(Saved entries)
+++

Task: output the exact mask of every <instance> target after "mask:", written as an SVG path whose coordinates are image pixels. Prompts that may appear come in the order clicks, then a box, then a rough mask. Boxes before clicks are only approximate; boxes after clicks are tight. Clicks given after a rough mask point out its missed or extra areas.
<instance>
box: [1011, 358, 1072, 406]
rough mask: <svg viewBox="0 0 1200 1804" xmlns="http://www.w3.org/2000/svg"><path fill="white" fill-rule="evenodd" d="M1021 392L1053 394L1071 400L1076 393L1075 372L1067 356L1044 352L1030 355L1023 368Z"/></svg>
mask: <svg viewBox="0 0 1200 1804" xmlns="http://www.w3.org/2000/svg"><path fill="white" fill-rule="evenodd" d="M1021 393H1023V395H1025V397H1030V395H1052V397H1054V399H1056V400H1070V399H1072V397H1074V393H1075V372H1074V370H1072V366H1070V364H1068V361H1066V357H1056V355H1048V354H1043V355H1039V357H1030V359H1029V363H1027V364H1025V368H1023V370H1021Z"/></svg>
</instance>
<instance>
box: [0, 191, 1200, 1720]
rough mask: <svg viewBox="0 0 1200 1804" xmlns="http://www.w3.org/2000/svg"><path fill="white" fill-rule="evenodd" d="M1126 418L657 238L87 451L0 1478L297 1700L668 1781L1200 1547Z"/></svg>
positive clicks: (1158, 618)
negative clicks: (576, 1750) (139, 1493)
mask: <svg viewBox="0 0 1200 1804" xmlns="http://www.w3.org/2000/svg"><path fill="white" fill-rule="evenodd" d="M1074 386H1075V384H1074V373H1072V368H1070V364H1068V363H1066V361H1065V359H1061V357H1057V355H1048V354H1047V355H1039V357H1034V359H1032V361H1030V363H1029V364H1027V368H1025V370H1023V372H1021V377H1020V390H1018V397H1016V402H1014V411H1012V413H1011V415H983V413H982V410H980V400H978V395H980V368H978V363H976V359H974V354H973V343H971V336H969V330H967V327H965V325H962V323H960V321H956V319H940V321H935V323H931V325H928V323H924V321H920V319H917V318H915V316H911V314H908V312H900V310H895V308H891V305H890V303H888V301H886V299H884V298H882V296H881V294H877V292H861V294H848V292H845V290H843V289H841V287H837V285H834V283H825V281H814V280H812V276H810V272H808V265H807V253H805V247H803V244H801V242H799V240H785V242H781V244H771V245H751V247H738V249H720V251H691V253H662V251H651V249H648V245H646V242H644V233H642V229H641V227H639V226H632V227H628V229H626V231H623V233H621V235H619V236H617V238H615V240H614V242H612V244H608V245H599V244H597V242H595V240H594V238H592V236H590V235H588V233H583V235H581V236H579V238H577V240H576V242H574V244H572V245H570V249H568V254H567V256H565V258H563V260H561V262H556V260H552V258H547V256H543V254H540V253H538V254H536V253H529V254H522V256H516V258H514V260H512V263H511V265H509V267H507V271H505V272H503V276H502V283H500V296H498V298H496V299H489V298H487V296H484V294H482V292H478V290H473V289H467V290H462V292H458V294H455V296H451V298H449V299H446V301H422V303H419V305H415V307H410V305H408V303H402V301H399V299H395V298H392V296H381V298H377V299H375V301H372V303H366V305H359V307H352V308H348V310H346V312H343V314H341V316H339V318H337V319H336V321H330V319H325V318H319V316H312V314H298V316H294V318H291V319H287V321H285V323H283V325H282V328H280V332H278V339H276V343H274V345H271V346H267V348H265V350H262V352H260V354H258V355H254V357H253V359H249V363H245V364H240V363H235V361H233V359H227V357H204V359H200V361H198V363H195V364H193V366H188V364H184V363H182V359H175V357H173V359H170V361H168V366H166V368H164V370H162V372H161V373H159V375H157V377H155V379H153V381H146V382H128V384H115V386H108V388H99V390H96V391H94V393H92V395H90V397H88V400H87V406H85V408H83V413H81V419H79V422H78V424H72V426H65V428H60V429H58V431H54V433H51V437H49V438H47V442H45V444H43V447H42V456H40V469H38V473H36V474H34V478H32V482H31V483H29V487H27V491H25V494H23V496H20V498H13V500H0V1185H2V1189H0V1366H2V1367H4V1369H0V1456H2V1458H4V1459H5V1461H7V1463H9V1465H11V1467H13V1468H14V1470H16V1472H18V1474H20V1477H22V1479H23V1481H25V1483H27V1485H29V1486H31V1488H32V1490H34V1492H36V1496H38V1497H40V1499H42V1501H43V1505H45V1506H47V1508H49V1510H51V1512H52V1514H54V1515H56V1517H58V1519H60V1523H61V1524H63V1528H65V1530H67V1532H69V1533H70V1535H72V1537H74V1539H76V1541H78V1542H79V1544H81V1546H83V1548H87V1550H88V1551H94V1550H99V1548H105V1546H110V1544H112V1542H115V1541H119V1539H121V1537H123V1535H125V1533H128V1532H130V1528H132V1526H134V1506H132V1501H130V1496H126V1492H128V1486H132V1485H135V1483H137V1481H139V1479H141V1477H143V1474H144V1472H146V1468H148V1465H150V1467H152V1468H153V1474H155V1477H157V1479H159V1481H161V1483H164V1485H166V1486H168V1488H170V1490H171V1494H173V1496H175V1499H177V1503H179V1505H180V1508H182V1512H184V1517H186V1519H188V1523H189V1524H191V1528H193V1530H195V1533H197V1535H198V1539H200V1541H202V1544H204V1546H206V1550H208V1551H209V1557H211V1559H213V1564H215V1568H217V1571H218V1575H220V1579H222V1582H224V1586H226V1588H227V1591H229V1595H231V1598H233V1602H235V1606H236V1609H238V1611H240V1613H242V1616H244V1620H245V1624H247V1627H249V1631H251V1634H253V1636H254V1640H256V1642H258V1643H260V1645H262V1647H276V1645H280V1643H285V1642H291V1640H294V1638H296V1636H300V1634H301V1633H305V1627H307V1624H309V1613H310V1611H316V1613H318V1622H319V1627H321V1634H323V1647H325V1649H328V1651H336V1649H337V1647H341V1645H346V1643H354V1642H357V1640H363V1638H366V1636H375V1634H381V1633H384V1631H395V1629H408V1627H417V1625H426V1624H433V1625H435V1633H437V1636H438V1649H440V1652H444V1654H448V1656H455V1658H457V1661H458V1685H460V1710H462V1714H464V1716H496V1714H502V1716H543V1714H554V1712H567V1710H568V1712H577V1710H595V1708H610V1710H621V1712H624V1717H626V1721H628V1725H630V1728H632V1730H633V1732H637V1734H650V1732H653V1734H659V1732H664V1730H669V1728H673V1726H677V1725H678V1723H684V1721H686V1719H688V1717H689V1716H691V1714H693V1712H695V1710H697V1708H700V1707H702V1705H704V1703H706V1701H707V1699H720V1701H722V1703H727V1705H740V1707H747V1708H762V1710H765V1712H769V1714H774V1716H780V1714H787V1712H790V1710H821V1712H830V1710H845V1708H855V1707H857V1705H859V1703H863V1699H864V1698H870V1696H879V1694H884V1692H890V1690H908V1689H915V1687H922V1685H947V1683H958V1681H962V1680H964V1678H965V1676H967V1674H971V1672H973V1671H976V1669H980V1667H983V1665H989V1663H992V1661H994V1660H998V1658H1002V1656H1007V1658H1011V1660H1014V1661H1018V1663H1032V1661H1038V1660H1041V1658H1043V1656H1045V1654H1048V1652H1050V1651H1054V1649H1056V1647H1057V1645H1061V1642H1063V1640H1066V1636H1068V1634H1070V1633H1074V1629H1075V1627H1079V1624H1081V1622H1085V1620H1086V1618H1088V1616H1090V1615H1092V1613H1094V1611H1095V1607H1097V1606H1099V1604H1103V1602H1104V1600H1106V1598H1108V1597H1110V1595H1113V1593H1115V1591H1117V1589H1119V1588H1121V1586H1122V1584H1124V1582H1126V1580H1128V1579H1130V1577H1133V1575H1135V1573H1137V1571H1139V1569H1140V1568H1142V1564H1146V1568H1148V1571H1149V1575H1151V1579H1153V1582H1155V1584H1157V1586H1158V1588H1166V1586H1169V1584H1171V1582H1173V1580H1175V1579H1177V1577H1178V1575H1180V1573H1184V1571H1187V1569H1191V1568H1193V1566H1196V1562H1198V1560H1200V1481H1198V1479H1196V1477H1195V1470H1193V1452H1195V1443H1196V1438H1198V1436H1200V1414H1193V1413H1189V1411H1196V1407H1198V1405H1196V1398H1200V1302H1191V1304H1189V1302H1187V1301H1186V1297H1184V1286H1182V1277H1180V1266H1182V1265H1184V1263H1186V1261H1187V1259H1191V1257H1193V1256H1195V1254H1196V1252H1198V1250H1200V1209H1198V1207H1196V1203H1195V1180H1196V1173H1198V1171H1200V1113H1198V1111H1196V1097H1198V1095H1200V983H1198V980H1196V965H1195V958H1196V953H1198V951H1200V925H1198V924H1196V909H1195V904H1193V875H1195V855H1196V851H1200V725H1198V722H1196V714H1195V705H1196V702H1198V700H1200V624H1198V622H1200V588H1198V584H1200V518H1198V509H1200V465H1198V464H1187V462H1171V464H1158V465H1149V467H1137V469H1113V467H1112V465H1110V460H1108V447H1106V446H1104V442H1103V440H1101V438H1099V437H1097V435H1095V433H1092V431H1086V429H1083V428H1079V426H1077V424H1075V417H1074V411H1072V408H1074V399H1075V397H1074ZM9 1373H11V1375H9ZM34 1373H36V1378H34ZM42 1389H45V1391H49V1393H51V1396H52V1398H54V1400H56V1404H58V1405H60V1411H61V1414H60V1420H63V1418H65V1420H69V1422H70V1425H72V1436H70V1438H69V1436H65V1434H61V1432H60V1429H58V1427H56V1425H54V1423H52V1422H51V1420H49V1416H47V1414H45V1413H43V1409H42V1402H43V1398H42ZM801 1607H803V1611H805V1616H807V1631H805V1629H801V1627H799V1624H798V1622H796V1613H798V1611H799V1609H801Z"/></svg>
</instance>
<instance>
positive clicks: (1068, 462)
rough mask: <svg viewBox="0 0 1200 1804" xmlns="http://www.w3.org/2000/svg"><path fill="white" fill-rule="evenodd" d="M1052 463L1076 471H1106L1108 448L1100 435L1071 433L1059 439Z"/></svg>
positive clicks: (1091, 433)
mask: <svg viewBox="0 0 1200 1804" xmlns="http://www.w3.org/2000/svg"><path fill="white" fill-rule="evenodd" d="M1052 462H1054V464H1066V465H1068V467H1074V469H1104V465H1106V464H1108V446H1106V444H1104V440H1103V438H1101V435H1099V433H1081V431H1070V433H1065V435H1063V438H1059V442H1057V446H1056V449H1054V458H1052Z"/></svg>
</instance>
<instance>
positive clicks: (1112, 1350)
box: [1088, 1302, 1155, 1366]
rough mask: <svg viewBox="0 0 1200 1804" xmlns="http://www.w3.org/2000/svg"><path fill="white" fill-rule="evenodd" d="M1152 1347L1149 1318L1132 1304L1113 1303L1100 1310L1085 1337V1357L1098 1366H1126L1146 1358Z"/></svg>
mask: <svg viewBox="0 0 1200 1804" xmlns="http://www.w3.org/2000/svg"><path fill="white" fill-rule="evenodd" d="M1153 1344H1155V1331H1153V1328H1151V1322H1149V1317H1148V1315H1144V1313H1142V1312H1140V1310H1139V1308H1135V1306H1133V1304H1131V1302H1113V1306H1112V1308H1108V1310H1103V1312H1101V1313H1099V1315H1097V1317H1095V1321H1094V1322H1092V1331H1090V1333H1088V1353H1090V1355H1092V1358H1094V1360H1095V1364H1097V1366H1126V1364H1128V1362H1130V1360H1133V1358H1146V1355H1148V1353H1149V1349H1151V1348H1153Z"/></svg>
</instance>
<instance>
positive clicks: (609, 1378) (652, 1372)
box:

+++

= What you need to do =
Please output only the lines from the first line of the entries through the line with "box: [1011, 358, 1072, 406]", both included, exactly as written.

= Response to the exercise =
Task: output the exact mask of every <instance> target after "mask:", written as an SVG path whose coordinates are image pixels. Prompts that may appear come in the order clicks, then a box, then a rough mask. Boxes before clicks are only approximate; boxes after clicks are tight. Clicks given after a rough mask point out its missed or extra areas.
<instance>
box: [1011, 358, 1072, 406]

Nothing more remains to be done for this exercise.